WORK INSTRUCTIONS – Nothing but a number is wanted here: the count of lines in the data holding the word "floor".

Point-per-instance localization data –
- - - - -

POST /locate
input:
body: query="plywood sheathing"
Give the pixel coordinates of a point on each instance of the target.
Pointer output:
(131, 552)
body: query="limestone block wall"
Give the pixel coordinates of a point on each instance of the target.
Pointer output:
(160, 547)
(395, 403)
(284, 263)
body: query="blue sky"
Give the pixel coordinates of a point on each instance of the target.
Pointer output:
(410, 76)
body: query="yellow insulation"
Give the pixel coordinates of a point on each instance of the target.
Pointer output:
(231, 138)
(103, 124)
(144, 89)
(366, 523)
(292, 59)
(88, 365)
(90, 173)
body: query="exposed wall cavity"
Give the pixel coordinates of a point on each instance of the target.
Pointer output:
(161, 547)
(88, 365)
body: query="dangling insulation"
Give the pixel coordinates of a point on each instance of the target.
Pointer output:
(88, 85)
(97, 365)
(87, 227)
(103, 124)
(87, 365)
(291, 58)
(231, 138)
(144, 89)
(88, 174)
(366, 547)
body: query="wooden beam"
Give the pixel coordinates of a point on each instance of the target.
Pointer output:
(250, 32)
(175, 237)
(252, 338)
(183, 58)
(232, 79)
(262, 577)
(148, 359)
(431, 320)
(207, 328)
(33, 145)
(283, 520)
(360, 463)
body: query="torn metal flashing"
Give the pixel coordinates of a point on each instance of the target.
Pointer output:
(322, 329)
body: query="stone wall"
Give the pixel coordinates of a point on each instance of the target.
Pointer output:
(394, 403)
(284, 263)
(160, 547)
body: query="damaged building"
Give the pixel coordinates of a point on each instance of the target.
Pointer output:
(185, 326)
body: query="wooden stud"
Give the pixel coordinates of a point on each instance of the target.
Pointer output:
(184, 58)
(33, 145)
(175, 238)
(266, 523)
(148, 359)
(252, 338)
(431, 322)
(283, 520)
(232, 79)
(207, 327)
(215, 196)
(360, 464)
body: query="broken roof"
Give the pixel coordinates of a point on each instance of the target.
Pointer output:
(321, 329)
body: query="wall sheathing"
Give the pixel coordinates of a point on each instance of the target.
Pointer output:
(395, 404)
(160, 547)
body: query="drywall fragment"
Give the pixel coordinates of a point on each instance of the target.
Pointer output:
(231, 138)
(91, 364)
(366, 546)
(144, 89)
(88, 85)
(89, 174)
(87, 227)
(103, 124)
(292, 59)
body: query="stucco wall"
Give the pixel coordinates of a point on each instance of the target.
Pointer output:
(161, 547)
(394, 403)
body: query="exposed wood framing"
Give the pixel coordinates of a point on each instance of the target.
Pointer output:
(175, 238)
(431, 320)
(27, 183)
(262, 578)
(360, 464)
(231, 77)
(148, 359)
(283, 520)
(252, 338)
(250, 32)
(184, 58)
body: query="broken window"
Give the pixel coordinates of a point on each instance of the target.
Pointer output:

- - - - -

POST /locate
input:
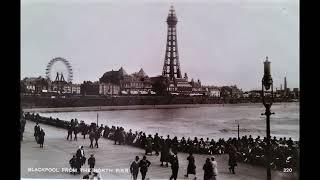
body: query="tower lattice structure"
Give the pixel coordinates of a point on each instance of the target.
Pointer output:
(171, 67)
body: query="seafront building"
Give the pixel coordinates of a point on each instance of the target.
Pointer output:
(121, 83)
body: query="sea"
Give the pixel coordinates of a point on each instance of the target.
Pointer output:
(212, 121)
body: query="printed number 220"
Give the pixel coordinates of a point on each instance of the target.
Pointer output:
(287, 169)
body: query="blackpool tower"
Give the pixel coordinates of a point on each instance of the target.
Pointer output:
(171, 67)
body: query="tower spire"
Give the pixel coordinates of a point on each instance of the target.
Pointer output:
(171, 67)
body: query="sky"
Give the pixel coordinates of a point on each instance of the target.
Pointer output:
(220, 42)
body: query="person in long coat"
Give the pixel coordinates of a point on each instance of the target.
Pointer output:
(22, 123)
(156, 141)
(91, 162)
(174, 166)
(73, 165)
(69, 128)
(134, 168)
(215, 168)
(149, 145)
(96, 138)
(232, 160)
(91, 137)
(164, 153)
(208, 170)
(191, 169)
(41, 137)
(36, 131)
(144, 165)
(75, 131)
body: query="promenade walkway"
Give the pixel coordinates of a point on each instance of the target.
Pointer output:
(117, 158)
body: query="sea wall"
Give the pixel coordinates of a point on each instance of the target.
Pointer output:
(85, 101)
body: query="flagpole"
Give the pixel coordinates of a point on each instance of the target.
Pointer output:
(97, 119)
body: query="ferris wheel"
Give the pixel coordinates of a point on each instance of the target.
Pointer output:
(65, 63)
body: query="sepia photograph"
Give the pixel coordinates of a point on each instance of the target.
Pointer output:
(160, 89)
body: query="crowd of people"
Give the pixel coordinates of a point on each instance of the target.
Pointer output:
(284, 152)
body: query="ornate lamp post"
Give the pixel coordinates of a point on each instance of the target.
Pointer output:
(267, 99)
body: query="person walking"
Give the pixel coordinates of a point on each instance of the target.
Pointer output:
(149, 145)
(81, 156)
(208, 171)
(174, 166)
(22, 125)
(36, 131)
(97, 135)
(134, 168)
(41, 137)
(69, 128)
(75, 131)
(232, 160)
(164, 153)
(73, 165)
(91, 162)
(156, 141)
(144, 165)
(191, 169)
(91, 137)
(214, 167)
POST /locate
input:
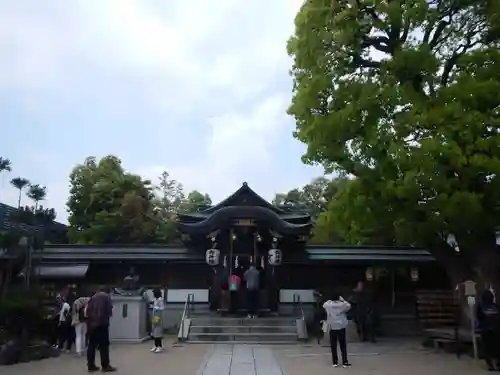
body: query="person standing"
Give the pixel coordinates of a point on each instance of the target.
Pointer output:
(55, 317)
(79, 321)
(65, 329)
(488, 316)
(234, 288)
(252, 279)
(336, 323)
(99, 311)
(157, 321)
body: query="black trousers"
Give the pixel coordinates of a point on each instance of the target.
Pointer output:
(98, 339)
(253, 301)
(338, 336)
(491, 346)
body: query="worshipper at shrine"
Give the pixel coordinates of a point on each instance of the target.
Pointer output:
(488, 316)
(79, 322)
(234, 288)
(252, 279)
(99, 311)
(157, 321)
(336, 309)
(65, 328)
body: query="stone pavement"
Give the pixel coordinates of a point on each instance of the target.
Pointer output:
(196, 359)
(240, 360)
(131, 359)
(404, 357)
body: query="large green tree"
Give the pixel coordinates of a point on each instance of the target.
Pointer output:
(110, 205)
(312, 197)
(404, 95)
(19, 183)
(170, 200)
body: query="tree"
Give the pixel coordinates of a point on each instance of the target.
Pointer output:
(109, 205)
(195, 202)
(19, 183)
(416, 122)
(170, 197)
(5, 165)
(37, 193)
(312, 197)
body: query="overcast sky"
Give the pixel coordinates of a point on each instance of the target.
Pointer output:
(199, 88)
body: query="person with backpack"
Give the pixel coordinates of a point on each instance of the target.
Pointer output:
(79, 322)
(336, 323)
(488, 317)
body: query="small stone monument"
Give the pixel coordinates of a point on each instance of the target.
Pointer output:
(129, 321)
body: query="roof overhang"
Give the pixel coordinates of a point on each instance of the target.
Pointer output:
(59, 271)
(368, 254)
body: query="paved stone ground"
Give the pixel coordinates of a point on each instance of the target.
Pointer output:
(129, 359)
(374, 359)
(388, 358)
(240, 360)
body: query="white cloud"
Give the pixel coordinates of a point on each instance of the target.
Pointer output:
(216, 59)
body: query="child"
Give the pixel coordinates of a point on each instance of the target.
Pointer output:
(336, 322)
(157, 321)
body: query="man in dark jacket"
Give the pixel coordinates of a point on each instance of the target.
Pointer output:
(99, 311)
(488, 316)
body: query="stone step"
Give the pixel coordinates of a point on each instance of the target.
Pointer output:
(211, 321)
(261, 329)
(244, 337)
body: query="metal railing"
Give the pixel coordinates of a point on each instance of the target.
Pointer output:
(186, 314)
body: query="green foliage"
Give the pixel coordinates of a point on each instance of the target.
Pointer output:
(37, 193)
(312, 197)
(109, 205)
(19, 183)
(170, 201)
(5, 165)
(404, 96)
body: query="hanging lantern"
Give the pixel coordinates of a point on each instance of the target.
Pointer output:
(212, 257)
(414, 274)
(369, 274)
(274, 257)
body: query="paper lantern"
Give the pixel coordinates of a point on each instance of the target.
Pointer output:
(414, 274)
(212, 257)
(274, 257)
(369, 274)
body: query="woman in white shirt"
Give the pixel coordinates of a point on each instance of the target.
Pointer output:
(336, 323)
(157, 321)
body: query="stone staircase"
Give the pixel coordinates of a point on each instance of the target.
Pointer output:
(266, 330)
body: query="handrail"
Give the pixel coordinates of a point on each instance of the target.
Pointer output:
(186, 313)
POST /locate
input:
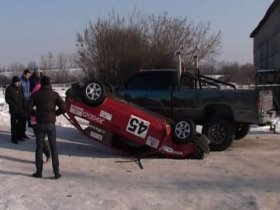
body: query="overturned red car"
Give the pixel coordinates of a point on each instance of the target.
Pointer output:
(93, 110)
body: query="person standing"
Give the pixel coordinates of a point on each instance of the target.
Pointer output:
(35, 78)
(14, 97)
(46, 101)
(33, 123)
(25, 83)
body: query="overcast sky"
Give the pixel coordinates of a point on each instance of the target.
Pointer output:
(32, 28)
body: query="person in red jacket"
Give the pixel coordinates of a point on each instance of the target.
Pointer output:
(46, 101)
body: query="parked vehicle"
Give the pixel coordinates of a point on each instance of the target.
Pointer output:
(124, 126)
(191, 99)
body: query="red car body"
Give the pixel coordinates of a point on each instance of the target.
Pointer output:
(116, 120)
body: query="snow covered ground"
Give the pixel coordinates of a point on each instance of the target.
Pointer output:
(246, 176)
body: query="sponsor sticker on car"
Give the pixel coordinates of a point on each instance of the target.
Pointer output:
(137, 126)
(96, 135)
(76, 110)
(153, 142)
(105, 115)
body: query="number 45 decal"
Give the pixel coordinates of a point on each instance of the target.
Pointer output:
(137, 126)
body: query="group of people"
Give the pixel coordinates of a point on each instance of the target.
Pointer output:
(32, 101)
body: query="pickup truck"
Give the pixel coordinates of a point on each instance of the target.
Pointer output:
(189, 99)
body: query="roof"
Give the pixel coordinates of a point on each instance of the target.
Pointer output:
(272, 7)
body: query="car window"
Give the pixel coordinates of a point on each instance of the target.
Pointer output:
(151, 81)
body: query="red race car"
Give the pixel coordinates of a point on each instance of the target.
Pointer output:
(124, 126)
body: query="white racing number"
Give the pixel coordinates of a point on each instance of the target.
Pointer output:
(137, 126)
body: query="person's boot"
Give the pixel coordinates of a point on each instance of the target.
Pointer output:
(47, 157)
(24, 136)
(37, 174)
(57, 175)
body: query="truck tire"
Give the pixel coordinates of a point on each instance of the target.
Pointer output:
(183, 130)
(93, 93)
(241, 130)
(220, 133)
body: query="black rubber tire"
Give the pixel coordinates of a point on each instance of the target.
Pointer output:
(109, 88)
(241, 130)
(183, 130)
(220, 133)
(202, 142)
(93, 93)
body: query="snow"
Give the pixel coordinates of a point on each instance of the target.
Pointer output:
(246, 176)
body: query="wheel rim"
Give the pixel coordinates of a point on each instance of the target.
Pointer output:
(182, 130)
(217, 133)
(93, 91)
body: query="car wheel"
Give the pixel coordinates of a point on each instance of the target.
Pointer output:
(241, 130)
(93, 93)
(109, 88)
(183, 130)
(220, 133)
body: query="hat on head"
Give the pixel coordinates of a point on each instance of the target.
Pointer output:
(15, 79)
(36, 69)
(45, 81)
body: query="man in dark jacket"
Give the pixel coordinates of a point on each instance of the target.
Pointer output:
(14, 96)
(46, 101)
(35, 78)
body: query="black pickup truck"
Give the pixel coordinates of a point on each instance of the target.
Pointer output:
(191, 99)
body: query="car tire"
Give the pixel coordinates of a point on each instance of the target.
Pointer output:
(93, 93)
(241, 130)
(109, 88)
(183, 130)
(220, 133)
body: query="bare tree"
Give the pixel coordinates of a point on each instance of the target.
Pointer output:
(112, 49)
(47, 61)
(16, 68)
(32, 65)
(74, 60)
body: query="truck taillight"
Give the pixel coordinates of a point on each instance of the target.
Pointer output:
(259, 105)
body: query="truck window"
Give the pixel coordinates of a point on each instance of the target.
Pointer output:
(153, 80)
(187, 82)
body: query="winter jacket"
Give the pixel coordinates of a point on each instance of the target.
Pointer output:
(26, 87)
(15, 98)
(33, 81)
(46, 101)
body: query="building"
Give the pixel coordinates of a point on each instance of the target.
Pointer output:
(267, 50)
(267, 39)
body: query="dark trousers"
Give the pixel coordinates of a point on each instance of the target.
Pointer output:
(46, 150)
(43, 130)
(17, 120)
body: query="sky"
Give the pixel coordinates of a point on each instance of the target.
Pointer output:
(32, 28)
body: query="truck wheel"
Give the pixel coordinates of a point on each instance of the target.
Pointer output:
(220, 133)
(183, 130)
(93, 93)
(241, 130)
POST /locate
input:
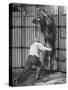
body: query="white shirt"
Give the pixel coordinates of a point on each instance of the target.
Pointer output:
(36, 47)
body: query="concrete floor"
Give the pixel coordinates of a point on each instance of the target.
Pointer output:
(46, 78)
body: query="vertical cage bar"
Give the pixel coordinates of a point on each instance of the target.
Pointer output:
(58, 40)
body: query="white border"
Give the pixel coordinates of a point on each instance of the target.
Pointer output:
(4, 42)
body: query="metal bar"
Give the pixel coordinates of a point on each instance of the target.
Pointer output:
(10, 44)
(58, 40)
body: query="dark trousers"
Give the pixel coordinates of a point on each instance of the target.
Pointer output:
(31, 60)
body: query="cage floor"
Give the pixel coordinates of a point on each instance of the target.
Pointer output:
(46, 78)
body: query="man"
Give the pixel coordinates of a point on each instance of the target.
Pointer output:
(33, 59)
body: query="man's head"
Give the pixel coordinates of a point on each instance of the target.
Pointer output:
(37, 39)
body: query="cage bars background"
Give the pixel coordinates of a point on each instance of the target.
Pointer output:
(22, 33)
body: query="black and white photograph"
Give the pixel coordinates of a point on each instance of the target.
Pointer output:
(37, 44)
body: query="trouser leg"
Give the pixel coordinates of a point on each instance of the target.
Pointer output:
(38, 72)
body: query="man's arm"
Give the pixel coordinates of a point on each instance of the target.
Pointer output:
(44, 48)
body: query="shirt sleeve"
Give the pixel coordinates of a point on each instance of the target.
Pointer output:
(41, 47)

- - - - -

ANSWER FOR THE TASK – 2